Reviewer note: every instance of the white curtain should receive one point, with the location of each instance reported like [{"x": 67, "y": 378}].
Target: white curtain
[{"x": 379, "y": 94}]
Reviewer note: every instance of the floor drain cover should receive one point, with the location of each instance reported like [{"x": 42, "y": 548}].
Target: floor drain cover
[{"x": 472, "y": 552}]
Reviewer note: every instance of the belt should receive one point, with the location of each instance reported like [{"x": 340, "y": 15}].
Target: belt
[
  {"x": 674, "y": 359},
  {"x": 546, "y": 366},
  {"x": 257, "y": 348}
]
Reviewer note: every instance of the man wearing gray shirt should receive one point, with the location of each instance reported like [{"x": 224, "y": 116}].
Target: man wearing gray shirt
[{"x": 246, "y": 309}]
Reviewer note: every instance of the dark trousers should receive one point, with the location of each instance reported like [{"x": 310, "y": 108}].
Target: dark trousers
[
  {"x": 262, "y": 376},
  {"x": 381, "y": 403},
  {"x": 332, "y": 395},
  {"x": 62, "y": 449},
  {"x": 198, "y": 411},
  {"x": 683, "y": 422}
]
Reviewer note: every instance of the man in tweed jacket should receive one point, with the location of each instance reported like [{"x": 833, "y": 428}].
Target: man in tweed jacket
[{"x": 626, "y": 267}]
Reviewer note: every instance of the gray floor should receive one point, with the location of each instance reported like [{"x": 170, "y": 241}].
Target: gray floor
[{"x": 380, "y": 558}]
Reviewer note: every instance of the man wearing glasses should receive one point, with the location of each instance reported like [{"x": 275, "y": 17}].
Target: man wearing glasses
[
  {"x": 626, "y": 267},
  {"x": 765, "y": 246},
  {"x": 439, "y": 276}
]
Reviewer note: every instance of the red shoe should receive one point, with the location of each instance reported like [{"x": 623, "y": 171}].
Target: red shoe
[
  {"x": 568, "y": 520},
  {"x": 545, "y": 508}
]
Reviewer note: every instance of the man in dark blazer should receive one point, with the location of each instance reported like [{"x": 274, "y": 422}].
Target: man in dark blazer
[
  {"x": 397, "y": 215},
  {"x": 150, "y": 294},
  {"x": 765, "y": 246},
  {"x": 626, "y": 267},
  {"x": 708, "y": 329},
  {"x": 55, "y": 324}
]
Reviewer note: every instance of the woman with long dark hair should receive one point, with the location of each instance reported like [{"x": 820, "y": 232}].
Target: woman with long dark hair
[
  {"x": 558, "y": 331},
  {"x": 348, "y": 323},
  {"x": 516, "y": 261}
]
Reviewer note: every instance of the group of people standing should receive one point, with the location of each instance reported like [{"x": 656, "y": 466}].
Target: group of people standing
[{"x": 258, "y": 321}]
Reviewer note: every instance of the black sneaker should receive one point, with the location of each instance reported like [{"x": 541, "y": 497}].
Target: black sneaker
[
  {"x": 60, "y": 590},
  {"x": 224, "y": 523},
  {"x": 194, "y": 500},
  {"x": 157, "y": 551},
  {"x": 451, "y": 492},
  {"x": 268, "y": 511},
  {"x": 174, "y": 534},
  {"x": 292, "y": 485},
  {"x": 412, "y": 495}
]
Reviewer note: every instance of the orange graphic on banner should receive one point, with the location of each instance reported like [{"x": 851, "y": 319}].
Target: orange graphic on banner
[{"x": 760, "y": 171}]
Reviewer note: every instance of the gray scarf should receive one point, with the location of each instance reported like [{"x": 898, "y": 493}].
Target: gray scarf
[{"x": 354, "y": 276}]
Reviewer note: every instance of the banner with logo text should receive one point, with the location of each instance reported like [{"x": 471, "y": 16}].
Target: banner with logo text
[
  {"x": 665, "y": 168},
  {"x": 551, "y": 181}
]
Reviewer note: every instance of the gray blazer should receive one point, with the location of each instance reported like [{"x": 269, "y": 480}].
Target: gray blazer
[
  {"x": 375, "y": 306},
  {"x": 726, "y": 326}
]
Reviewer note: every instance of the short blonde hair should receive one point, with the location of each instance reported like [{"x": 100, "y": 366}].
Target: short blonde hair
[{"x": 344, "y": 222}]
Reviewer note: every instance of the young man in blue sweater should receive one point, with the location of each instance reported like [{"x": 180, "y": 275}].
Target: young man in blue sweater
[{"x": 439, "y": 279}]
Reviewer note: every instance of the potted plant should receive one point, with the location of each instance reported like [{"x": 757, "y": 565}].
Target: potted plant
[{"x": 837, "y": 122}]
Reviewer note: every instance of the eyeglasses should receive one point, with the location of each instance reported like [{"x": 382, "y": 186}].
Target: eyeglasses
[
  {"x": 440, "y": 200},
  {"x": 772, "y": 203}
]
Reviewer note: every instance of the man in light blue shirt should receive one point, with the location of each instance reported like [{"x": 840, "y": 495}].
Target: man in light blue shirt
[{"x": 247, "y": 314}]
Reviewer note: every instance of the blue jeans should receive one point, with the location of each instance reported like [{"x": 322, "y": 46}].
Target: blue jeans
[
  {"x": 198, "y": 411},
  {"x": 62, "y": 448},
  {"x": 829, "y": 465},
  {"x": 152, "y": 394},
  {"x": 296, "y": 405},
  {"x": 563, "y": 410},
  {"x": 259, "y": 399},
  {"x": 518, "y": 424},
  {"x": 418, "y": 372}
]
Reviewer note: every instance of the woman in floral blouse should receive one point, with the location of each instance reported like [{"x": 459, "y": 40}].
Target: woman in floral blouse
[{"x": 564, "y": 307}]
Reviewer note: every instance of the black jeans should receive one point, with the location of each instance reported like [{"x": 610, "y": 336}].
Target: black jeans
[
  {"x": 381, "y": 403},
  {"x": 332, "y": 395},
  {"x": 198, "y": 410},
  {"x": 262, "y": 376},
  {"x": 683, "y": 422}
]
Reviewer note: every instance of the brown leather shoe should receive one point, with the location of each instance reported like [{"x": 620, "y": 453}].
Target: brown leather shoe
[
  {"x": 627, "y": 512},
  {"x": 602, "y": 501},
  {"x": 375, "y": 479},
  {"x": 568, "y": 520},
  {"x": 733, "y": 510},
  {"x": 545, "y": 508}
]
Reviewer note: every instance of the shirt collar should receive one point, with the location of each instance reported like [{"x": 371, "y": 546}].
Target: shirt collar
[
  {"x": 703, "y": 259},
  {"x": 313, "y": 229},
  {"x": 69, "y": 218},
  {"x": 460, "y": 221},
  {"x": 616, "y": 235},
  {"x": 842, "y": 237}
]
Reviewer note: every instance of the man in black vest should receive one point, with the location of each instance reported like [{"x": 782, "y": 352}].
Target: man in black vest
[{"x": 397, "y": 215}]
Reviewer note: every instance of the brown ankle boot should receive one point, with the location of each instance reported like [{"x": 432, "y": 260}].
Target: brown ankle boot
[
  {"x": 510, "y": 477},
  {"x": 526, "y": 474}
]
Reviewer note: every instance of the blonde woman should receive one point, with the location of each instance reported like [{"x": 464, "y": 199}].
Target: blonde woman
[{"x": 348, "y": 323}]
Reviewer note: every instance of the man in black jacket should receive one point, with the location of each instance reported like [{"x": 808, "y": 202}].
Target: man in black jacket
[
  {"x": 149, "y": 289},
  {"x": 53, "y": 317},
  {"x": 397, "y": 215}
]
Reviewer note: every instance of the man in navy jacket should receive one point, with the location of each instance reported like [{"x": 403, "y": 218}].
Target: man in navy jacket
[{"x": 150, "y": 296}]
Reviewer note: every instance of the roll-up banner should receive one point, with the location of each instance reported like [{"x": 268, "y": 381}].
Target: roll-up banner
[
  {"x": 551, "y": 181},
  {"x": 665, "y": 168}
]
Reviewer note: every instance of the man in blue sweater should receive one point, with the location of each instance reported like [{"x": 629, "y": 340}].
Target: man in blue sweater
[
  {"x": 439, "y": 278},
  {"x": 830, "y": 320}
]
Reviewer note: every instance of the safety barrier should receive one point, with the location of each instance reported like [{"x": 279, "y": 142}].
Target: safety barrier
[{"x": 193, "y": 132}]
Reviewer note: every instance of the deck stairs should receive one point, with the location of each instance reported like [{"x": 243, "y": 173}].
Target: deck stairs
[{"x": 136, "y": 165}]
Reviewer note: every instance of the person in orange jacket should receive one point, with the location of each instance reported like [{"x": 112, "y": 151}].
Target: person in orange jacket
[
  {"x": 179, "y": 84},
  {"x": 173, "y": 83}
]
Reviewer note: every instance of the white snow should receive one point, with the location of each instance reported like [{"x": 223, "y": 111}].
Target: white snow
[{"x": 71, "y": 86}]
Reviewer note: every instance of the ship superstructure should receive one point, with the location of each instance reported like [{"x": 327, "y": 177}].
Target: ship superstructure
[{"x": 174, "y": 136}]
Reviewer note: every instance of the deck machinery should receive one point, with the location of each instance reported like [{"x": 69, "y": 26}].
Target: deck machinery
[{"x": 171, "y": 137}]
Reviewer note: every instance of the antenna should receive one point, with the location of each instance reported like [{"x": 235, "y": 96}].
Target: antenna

Aim of the task
Extract, exactly, the lines above that begin at the line containing "Reviewer note: every instance of the man in blue" and end at the final line of the records; add no other text.

Written answer
Reviewer note: every instance of the man in blue sweater should receive one point, with the location of each instance reported like [{"x": 629, "y": 340}].
Target: man in blue sweater
[
  {"x": 439, "y": 278},
  {"x": 830, "y": 320}
]
Reviewer note: every instance of the safety barrier should receive one point, with the location of each instance reported like [{"x": 279, "y": 142}].
Target: safety barrier
[{"x": 193, "y": 132}]
Reviewer note: every instance of the deck stairs should receive one point, with the location of each instance reported like [{"x": 243, "y": 173}].
Target: deck stairs
[{"x": 136, "y": 165}]
Reviewer note: every instance of the person in orange jacket should receive one point, with the location of each instance reported like [{"x": 112, "y": 151}].
Target: person in orange jacket
[
  {"x": 179, "y": 84},
  {"x": 173, "y": 83}
]
Reviewer note: every instance of the white snow should receive one point, with the location of each instance reported like [{"x": 223, "y": 111}].
Target: white snow
[{"x": 71, "y": 86}]
Reviewer note: every instance of the ship superstructure should receive one point, with the location of each instance reported like [{"x": 327, "y": 177}].
Target: ship superstructure
[{"x": 174, "y": 136}]
Reviewer note: every instance of the deck machinery should receive one point, with the location of each instance reported like [{"x": 69, "y": 26}].
Target: deck machinery
[{"x": 171, "y": 137}]
Reviewer note: every instance of the antenna should receive one point, with the location of each instance reported like [{"x": 235, "y": 96}].
Target: antenna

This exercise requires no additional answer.